_ASSIGNMENT:_
Below are the records; reproduce all of them exactly but without any images.

*** TASK DATA Section Begins ***

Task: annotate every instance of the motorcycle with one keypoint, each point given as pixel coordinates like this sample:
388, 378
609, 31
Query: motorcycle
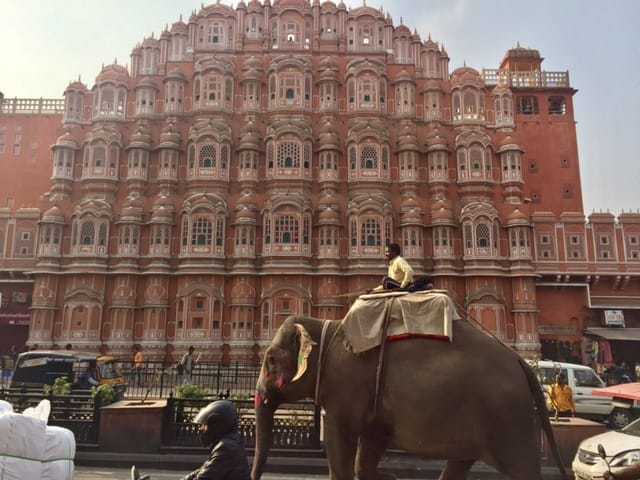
630, 472
135, 475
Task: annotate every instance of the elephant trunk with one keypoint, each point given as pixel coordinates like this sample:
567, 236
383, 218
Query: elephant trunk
264, 438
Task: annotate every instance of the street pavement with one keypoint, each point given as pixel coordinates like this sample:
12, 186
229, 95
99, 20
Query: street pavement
92, 473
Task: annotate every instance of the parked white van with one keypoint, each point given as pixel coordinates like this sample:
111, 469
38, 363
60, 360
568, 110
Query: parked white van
582, 380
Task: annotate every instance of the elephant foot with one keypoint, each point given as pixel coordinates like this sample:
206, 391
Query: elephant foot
378, 476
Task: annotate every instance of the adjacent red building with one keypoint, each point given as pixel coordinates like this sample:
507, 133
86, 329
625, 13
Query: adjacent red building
252, 163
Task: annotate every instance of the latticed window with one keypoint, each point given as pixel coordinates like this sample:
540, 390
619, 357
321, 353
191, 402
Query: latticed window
353, 158
483, 235
99, 156
87, 233
207, 156
370, 233
201, 231
286, 229
102, 235
219, 232
288, 155
185, 231
369, 157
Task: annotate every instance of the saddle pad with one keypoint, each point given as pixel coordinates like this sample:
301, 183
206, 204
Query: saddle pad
423, 314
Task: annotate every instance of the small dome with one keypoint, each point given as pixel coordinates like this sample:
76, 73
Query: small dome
441, 213
175, 75
242, 290
404, 76
508, 144
179, 27
329, 215
113, 73
467, 76
53, 215
76, 86
150, 42
141, 138
170, 137
66, 140
245, 214
146, 82
401, 30
517, 217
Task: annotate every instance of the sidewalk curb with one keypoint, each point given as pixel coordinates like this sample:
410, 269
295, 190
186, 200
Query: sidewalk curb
402, 466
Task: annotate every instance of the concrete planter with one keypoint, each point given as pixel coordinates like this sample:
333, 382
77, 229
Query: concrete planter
131, 426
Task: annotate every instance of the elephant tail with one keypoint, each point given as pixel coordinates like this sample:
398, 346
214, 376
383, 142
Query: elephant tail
541, 407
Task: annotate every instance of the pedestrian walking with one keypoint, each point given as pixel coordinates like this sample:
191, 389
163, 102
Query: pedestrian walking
561, 397
187, 363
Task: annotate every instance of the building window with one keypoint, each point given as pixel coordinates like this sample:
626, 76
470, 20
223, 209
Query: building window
286, 229
528, 105
557, 106
202, 232
288, 155
370, 233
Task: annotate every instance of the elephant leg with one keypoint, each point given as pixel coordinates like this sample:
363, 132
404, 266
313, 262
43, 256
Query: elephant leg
456, 469
341, 445
371, 447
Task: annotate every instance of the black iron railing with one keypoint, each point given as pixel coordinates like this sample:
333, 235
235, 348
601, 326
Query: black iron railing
77, 412
296, 426
161, 381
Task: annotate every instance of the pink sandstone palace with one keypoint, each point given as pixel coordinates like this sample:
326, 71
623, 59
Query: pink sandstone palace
251, 163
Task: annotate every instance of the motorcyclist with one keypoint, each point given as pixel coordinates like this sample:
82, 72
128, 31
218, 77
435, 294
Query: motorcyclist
219, 431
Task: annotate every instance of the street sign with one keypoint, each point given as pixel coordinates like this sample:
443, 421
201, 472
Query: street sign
614, 318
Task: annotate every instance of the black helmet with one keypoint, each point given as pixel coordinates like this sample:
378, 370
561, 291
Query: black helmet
220, 417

*** TASK DATA Section Ends ***

_EXERCISE OUTPUT:_
Task: annotate every instance of the motorcycle with one keypoint, each point given as pixel coordinates like this sample:
388, 378
609, 31
Query: motorcycle
630, 472
135, 475
Task: annotate every instance of the elephant trunk with one keypoint, each point given as pixel coordinates like this sample:
567, 236
383, 218
Query: elephant trunk
264, 438
Task: annotate every instance of the street pavement with one keypoint, each point given as pixel coordinates like this sample:
12, 186
229, 95
99, 20
Query: street pavement
92, 473
Task: annotate every instance of the parked white van with one keypoint, each point given as pixel coordinates like this sample:
111, 469
38, 363
60, 360
568, 110
Query: parked white van
582, 380
Task: annotate every instance of the elephant foot with one keypoint, each point given as pixel coordinates like this sample:
206, 391
Query: elephant foot
378, 476
Task: annotate every instance of the adjacent red building with one keypoint, each point given as pixel coordinates like this sample:
507, 133
86, 329
625, 13
Query: adjacent red building
252, 163
Task: annotate every instance of the latticed window with one keypoint, each point given as pixel coordinates like this sample:
540, 390
619, 357
321, 353
191, 402
Query: latticed window
353, 158
483, 235
99, 156
87, 233
207, 156
370, 233
201, 231
286, 229
102, 235
219, 232
288, 155
185, 231
369, 157
Task: annotate every instance of the saddle pad with one keypoint, each point given as pixel coordinates like this sample:
301, 183
206, 204
Query: saddle pad
423, 314
Task: annotate every instance of the small dome with one keypoint, each point given as pixel coordinates like this sample:
76, 73
Query: small dome
441, 213
175, 75
242, 290
404, 76
508, 144
179, 27
329, 215
113, 73
467, 76
53, 215
76, 86
150, 42
141, 138
170, 137
66, 140
245, 214
146, 82
401, 30
517, 217
Task: annotate every instance of the sidewalk curb with one keypoint, each point given as pixel coordinates like this sample:
410, 269
295, 190
186, 200
Query: sidewalk curb
402, 466
Task: annotate every instance of the concrete planter with one keypoint, each point given as pixel coordinates like this sample:
333, 382
77, 229
Query: concrete planter
131, 426
Task: annotate every instance of the elephant tail with one keypoint, each point given as pixel coordinates like this sample:
398, 346
214, 376
383, 142
Query: elephant tail
541, 407
Task: annotate every instance of the pedestrian walking with one keypoint, each point given as pixel coordinates like this sample:
191, 389
163, 102
Query: pedestrian walking
561, 397
187, 363
Task: annotate every instance of the building window with one keypoint, each point given as pixel coordinates like this sample:
626, 76
470, 20
223, 209
Query: building window
286, 229
528, 105
557, 106
202, 232
288, 155
370, 233
Task: annotate every instance of the elephant leg with one keypoint, each point given as pixel coordinates like this sample:
363, 132
404, 266
313, 262
43, 256
Query: elephant leg
456, 469
341, 445
371, 447
Task: annotate every instance of the black iron railing with one keypoint, each point given as pixel coordinates like this sample:
333, 235
235, 348
601, 326
Query: black iron railing
77, 412
296, 426
161, 381
Task: annotate every instance of the pink sandstone palace with one keypoint, each point given as pixel coordinates like this sample:
326, 71
623, 59
Query: pink sandstone palace
251, 163
Task: annotate every instance of the motorcyclist with one keypoint, each point given as pixel coordinates like this sample:
82, 72
128, 31
218, 77
435, 294
Query: motorcyclist
219, 431
Task: annotate every instance of the street sign with one keypoint, each point given as pixel coordinates like this sample:
443, 421
201, 472
Query: street sign
614, 318
Task: annotate every instance of the black helmet with one keypoint, each point given as pixel coordinates like this sample:
378, 370
561, 291
Query: black helmet
220, 417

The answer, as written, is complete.